§ What you will do: Emit all the data exactly as provided.

§ Input data:
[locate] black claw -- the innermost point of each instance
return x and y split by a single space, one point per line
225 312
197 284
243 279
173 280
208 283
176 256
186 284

§ Response box:
[locate] black claw -- the innermost point of each instance
return x and y split by a single space, one point per line
225 312
197 284
243 279
173 280
208 283
176 256
186 284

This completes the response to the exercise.